- **Exercise instructions**:
Rewrite every line from the start of the records through the line holding "[381,135,486,301]", inclusive, leaving out the pictures. Multiply each bounding-box coordinate in the answers by 0.8 and round to whole numbers, with halves rounded up.

Records from a dataset
----
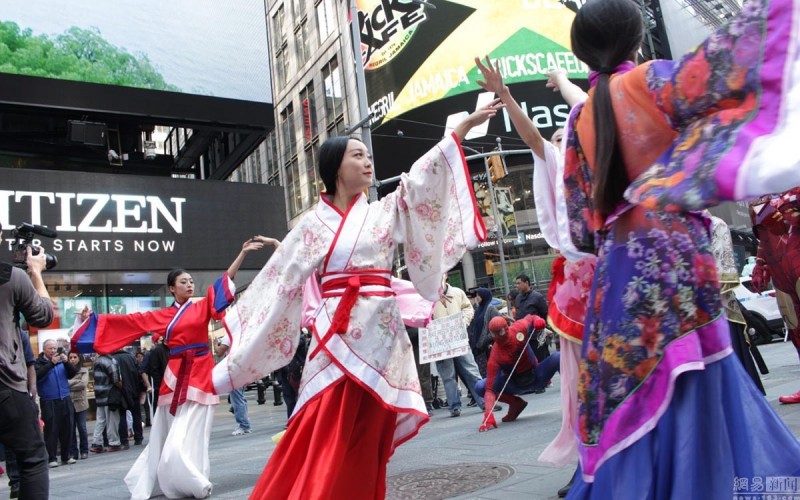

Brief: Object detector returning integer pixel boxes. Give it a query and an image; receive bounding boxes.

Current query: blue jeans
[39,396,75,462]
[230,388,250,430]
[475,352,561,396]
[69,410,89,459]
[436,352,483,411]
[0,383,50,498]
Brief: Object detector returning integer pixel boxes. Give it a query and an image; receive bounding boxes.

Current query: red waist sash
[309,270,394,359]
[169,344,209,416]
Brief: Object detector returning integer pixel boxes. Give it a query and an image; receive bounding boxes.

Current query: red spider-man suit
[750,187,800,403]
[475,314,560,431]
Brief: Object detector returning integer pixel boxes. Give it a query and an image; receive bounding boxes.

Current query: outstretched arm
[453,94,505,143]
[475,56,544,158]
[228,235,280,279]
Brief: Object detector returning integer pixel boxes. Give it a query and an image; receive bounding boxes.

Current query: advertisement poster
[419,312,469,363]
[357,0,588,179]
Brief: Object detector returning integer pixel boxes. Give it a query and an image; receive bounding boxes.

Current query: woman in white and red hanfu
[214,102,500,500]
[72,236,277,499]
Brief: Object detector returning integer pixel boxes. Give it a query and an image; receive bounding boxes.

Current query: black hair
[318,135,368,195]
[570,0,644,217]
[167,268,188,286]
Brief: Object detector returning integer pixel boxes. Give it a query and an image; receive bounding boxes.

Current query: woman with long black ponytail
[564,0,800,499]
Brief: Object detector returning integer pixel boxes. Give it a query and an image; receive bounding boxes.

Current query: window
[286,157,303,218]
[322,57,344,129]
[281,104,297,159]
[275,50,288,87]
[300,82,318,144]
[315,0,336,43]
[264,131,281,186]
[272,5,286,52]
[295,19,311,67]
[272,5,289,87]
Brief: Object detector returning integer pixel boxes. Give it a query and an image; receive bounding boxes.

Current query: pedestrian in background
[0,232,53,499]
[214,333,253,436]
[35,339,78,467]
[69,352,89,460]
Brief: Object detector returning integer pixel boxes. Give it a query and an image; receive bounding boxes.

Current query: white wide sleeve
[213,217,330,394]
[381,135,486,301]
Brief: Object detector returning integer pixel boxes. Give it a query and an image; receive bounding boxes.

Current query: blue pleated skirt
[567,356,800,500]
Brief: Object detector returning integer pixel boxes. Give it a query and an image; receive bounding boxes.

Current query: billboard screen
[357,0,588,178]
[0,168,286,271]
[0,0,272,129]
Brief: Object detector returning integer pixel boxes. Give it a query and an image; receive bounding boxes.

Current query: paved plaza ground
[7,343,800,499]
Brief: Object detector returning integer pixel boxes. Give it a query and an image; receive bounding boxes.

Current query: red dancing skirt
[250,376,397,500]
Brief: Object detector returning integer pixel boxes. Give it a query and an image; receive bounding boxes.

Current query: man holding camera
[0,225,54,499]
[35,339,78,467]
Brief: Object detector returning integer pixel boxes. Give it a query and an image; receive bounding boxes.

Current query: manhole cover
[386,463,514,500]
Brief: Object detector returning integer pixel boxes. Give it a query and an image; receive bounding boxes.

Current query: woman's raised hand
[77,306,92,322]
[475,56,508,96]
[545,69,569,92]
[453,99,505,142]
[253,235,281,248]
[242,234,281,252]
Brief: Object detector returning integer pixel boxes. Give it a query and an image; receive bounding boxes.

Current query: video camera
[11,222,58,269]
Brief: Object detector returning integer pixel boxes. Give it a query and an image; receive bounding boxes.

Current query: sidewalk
----
- **Completed task**:
Brief: Object detector returning integer pixel boxes. Give it a query and an image; receive bounding boxes.

Current query: blue jeans
[31,317,60,370]
[184,310,200,344]
[380,282,449,317]
[55,328,71,367]
[349,282,386,329]
[0,306,40,398]
Brief: Object detector returning integer pixel boxes. Give it a query and an image; receive bounding boxes.

Current query: red waist sash
[247,216,315,287]
[135,275,167,333]
Brief: Object detector returning integer pixel boxes. Give it a query and an image; receive bounding boxes.

Current query: red spider-man suit
[600,150,640,322]
[380,251,448,345]
Brief: Object detector returning integer pixel boxes. Give it a query and an image; receive bounding boxes.

Current query: outstretched arm
[362,75,404,114]
[380,45,435,126]
[182,188,224,223]
Brief: Object detector returning integer pixel boxes. Give it a query and an image; receive bounding boxes.

Current query: advertisement poster
[335,250,375,290]
[286,0,470,143]
Brief: Object detector returning integer pixel boxes. Give it a query and an image; receive bounding boxes.

Current query: woman in white and red hanfu
[171,82,400,400]
[58,189,222,399]
Brief: Object detector returning integer pixel boxes. Give it a query and an image; receive bounding boxes.

Current query: black hair
[254,108,294,156]
[456,0,515,174]
[134,214,150,229]
Brief: Object detector returning integer pixel boxes. Give it a query and an image; receive bounding boxes.

Current query: woman with long black ponytail
[451,0,640,399]
Brief: Object detector returning integer pixel boxes. Give it a query and an image; receive bounding boxes.

Current query: window
[229,126,242,174]
[258,46,275,103]
[225,83,238,127]
[220,40,230,70]
[240,66,254,115]
[252,0,269,34]
[211,105,225,149]
[218,4,229,42]
[236,15,249,54]
[218,4,231,70]
Brief: Object detector returning integer pixel boxes. Give it a query and an image; receive bounding boxes.

Current query: pedestrian in background
[0,186,42,399]
[171,266,202,349]
[28,271,62,374]
[55,282,71,368]
Brief: Object detector returning integer pixel boxes. Give it a query and an image; receive bounding boxes.

Current query: white wide sleeve
[170,174,264,315]
[305,108,389,241]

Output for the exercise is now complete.